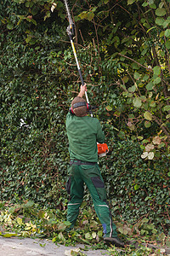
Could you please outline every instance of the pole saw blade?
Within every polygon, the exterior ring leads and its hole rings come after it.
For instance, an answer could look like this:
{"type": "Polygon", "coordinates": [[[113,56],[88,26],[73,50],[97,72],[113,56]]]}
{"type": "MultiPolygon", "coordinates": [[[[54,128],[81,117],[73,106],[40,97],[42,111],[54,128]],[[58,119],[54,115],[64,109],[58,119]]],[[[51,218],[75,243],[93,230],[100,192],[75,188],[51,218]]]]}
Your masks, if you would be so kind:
----
Task objective:
Return the listing above word for word, omitting the picture.

Expected answer:
Could you please outline every instance of the pole saw blade?
Within every polygon, the exterior ring leads and its hole rings come after it.
For instance, an answer could look like this:
{"type": "Polygon", "coordinates": [[[113,56],[88,26],[73,50],[97,72],[113,56]]]}
{"type": "MultiPolygon", "coordinates": [[[[54,128],[81,117],[73,106],[40,97],[42,111],[54,128]],[[58,119],[54,115],[64,109],[58,119]]],[[[51,218],[75,243],[93,230],[100,192],[75,188],[51,218]]]]}
Your masks, if you would be so kind:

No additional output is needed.